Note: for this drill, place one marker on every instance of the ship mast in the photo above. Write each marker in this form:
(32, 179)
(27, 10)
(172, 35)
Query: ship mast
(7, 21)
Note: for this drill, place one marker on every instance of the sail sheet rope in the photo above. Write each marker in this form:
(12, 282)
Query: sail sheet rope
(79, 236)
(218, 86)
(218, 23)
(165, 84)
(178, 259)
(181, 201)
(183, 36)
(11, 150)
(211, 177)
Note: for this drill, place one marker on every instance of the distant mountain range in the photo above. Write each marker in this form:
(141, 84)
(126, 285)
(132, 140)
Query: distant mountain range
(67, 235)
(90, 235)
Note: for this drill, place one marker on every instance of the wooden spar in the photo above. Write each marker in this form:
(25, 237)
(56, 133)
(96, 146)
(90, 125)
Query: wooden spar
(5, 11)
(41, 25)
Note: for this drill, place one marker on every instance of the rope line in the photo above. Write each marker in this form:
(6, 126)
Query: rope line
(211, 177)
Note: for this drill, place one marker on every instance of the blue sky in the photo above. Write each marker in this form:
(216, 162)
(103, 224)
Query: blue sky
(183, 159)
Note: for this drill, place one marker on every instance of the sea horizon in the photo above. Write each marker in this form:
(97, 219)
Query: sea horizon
• • • • •
REQUEST
Pull out each record as written and restate it exactly.

TASK OUTPUT
Note: for this drill, place one marker on every instance of the ship mast in the photo above. Write each marker in this form:
(32, 179)
(27, 10)
(172, 35)
Query: ship mast
(7, 21)
Note: for this drill, place one marker on every instance of the sail sheet rope in the photo above. Write each marker in this form:
(12, 282)
Query: sail sheet rope
(79, 236)
(218, 86)
(218, 23)
(165, 84)
(178, 259)
(181, 201)
(183, 36)
(11, 150)
(211, 177)
Note: for this drill, place one marker on every instance of the distant mountain range in the photo above. Write each marker in this form:
(141, 84)
(126, 285)
(132, 140)
Query: distant mountain range
(67, 235)
(90, 235)
Note: for this drill, place one marker on every instance of the wooden spar in the photo above. Write each marker in this form:
(25, 237)
(56, 133)
(96, 146)
(90, 125)
Query: wooden spar
(5, 11)
(41, 25)
Note: for this drill, place one marker on every instance of the rope line in the photo above. Write each marker in this form:
(6, 126)
Query: rope line
(211, 177)
Note: for this drill, place one marker on every instance of the blue sky in the photo above. Write each marker in this form:
(216, 162)
(103, 224)
Query: blue sky
(183, 159)
Note: for this drill, place one marker on every instance of the sea horizon in the photo above. Write each marker in this form:
(97, 219)
Query: sea horizon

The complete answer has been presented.